BEGIN SOURCE DOCUMENT
Round Table: On Ephemerality and Documentation


Romarilyn Ralston, Philip Metres, Erika Meitner, Octavio Quintanilla, Tess Taylor, and Susan Briante, with Marcela Sulak

 

Thinking about the ephemera(l) of our natural world, our lives, our culture, our cosmos, becomes a daunting task. After all, in seeing, noting, naming a brief entity, we offer it a second, perhaps extended, life. Sometimes we offer it voice and visibility. Does the act of noting something that was not meant to survive rescue it from its moribund state? Audre Lorde’s ”Litany For Survival” urges queer Black women to draw courage from the hope of survival, to speak (document),  “For all of us /this instant and this triumph/ We were never meant to survive.” Here, documentation acts as a lifeline of a different sort, should one’s physical life on earth be cut short by hostility, injustice, violence by making those who “love in doorways” visible. They receive a place in the poem/document.

It seems to me that documentation is inseparable from the idea of ephemerality. Perhaps documenting what is fleeting fixes it, like the lovers on Keats’ Grecian Urn. “Heard melodies are sweet, but those unheard /Are sweeter,” Keats notes. Perhaps unheard melodies are sweeter because they are created in our empathetic minds, and held there for as long as we live. Perhaps ephemera is simply another name for what is not documented, for what is real but not believed because it takes a form we are not expecting. Or perhaps it is a name we give to what is documented on fragile material, like newspaper?
END SOURCE DOCUMENT
◆ **TASKS TO COMPLETE**:
• 1. In the round table text on ephemerality and documentation, which Audre Lorde poem is quoted?
• 2. Extend the round table text on ephemerality and documentation by carrying on from its last sentence.
The items after this are not needed for anything asked here.
BEGIN RECORDED INFORMATION
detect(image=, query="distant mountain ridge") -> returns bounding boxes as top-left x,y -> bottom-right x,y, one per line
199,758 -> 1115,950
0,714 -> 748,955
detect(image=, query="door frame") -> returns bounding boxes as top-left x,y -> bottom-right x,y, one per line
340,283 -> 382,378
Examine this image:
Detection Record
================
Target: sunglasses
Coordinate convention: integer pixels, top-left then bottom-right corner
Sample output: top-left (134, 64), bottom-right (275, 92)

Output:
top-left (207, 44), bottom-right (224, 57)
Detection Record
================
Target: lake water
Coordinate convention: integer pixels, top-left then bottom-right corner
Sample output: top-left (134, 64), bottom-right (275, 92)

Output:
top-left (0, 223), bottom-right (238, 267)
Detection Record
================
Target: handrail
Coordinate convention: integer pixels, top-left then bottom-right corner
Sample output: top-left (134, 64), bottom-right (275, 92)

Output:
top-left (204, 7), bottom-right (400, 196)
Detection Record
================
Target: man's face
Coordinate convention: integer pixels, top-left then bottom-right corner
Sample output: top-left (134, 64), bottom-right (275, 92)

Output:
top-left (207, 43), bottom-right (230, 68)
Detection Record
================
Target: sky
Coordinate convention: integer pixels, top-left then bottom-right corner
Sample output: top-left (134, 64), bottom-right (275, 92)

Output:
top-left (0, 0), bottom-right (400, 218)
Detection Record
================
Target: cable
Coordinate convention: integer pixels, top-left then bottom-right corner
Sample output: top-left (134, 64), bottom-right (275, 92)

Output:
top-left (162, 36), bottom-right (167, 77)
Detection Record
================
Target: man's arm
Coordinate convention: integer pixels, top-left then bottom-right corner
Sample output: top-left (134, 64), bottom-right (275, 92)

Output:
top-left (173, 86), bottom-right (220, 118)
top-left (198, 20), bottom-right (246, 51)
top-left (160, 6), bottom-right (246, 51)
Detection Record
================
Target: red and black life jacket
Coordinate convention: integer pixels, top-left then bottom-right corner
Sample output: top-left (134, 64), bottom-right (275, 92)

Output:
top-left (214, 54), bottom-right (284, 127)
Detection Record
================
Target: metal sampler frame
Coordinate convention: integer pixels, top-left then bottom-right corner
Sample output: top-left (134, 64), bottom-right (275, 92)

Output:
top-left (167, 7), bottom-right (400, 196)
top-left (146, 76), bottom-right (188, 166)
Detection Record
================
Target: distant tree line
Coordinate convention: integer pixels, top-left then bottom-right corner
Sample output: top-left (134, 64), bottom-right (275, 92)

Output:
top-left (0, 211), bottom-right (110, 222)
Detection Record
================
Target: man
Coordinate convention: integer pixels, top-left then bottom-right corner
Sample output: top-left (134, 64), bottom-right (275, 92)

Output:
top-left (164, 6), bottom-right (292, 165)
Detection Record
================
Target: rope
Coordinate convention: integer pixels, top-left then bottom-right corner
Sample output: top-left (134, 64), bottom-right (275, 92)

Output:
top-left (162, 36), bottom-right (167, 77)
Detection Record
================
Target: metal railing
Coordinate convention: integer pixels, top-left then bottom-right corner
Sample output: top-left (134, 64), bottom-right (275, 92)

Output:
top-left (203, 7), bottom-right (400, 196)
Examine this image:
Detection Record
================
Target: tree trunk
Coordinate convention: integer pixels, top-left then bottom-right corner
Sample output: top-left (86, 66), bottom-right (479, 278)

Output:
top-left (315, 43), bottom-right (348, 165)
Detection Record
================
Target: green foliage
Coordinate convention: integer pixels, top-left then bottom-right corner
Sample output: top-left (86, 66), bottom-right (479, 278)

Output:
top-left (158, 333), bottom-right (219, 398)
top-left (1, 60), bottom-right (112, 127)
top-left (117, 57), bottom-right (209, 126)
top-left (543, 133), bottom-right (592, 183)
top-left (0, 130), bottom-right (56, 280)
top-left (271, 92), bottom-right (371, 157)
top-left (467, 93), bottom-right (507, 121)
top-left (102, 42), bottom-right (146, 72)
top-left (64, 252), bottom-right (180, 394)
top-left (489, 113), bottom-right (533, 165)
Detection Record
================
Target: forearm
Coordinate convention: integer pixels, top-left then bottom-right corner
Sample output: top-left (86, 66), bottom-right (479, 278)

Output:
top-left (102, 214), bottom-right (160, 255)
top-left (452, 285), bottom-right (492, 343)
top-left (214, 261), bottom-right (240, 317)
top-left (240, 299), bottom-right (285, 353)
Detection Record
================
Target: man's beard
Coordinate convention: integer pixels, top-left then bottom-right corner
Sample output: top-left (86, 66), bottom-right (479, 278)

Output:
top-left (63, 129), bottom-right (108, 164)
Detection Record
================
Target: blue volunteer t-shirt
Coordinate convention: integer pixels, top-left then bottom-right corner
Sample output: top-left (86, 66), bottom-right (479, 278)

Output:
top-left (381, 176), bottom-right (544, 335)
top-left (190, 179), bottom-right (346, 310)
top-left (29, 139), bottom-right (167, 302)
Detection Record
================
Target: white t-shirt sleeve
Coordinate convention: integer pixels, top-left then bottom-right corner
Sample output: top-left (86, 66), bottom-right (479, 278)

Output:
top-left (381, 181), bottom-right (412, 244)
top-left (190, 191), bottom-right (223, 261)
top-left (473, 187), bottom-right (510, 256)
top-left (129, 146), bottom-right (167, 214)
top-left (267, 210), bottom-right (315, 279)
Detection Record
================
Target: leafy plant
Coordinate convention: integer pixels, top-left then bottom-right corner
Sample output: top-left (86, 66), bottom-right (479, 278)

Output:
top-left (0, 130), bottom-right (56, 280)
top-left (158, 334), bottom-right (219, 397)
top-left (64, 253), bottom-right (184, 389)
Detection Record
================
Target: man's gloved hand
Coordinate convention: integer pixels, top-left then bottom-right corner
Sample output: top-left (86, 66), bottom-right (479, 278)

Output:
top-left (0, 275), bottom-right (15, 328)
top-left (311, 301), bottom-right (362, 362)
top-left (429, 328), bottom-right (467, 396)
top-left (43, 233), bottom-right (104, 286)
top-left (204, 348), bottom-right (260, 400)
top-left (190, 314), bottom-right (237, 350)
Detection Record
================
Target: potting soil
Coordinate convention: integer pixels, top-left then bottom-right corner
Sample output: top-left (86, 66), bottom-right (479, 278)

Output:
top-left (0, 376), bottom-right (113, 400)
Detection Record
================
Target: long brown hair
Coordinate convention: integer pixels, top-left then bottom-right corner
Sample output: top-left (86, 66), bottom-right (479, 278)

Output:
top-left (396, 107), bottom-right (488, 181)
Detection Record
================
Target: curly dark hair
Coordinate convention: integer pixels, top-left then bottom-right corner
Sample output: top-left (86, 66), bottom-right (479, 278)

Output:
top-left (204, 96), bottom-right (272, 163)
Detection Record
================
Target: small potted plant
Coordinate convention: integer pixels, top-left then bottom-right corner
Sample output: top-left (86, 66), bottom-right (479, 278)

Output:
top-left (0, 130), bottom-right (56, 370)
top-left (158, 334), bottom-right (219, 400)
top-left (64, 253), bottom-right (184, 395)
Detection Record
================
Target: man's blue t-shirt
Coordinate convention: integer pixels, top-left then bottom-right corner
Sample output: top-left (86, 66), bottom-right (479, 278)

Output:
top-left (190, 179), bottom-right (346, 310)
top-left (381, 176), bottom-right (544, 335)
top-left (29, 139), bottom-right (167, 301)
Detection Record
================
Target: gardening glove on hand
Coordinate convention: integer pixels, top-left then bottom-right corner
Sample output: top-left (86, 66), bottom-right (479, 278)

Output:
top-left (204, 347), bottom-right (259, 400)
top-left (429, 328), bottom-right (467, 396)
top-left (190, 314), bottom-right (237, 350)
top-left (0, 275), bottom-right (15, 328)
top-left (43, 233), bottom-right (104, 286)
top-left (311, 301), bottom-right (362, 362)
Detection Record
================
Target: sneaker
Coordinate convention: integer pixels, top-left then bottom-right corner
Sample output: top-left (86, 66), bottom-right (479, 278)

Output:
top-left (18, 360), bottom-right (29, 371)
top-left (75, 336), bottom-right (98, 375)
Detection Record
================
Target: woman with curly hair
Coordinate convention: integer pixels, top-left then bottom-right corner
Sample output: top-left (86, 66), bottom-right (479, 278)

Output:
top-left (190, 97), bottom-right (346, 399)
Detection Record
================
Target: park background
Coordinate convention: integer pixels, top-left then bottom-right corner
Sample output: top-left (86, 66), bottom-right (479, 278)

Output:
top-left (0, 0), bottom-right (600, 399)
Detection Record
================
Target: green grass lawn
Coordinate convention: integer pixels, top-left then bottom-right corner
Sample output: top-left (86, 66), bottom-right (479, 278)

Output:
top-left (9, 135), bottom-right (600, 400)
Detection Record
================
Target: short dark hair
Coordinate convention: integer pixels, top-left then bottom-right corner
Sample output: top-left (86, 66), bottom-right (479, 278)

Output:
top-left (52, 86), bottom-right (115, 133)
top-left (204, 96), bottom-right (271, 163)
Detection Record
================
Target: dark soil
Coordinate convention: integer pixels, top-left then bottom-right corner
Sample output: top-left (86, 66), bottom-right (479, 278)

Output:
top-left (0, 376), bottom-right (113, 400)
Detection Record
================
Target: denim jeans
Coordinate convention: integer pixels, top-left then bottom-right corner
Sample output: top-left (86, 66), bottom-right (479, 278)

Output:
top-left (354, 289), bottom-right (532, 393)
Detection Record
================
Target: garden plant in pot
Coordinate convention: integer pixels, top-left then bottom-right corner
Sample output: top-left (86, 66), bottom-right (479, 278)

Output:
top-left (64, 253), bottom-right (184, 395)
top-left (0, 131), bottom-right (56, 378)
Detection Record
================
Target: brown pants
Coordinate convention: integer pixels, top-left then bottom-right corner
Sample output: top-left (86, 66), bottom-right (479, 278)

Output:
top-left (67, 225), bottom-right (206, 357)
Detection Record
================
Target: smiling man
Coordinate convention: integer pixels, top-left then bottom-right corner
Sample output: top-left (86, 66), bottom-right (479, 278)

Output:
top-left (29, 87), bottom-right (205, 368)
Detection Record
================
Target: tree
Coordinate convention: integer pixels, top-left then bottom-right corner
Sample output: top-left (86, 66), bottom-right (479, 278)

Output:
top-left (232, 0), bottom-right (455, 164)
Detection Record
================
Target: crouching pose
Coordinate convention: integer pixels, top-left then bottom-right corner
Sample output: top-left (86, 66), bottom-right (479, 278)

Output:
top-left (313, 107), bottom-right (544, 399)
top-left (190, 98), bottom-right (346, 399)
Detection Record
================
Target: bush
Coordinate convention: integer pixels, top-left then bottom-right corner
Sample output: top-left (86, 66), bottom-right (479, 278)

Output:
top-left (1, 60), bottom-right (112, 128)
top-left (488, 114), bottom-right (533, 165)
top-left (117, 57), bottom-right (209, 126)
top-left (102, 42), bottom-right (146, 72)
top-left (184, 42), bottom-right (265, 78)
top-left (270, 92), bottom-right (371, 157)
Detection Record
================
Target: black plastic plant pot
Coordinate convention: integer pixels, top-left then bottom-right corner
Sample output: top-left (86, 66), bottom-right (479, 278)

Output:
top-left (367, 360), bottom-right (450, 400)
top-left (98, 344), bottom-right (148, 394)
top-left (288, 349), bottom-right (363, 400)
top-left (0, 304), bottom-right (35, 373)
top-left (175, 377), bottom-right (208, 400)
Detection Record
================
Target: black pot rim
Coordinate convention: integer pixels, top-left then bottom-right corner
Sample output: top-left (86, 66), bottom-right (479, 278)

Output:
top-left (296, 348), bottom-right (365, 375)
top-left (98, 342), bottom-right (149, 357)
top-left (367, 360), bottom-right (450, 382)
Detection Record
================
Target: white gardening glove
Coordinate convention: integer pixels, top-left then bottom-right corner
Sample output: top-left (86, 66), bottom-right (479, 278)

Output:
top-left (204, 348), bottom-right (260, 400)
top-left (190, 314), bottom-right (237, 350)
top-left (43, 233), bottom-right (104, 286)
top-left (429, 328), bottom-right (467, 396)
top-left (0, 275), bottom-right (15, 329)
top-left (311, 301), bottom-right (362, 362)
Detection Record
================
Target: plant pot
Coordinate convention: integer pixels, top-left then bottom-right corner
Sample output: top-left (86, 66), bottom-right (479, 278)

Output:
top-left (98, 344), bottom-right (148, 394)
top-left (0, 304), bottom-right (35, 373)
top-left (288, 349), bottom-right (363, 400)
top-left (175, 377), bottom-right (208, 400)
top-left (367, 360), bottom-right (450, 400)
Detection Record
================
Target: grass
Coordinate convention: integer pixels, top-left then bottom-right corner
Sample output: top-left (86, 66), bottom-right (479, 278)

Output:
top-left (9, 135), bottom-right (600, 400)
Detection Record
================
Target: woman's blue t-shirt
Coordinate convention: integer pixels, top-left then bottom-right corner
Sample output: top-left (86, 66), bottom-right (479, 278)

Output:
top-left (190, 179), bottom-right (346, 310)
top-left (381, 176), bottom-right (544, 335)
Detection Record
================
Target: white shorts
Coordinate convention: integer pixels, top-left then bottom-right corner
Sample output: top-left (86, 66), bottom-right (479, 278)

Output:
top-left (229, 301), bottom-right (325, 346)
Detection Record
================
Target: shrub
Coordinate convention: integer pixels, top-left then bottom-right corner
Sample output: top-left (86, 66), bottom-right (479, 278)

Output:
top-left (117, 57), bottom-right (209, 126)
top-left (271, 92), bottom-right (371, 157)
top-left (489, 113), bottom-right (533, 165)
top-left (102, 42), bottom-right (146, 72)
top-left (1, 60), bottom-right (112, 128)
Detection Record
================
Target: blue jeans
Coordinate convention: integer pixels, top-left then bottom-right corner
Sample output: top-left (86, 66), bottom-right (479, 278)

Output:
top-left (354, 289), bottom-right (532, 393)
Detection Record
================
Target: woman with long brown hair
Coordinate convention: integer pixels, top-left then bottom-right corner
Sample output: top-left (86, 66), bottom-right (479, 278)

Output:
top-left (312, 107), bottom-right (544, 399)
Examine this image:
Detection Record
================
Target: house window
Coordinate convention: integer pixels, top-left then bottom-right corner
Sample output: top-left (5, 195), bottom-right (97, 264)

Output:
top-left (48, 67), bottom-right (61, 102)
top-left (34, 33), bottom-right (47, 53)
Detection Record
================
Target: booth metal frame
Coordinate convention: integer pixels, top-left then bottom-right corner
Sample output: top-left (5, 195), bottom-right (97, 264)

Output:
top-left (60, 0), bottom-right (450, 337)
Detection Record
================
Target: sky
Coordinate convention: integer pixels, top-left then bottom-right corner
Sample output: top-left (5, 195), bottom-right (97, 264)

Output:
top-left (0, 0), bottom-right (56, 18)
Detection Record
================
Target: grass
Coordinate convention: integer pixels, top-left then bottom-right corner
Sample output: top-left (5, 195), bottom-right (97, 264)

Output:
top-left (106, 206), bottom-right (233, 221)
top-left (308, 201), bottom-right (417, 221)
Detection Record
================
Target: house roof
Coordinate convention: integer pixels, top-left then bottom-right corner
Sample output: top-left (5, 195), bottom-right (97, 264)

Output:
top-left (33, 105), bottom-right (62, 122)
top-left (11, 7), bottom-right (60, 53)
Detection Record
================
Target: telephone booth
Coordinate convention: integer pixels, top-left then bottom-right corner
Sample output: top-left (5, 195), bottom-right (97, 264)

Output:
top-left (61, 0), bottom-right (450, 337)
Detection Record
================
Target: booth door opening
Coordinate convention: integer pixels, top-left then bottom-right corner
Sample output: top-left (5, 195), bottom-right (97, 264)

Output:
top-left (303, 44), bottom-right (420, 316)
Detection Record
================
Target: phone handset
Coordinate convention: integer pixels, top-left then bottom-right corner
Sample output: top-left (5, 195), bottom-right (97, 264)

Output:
END RECORDED INFORMATION
◆ **ANSWER SET**:
• 1. "Litany For Survival."

• 2.
I asked six visual artists, writers, and poets, whose work in documentation I admire, to consider the ephemeral in their work of documentation. You can find out more about the work of Romarilyn Ralston, Philip Metres, Erika Meitner, Octavio Quintanilla, Tess Taylor, and Susan Briante by visiting their websites, provided below.

—Marcela Sulak, Managing Editor and Poetry Editor, The Ilanot Review

 


Romarilyn Ralston

Website

 

At age 24, I was sentenced to life in prison.  After 23 years of incarceration, release came, not freedom.  Recalling a fragmented life lived behind the wall; a still death and disappearance, incapacitated by razor wire and gun towers; I struggle to document the memories of younger years ⸺caged and isolated… forgotten. I resist the liberty of the free-world; politics and a rhetoric of disposability and respectability seal the fissures of memory past, present, and future, dissociating me from me, preventing me to be me. I am a ghost.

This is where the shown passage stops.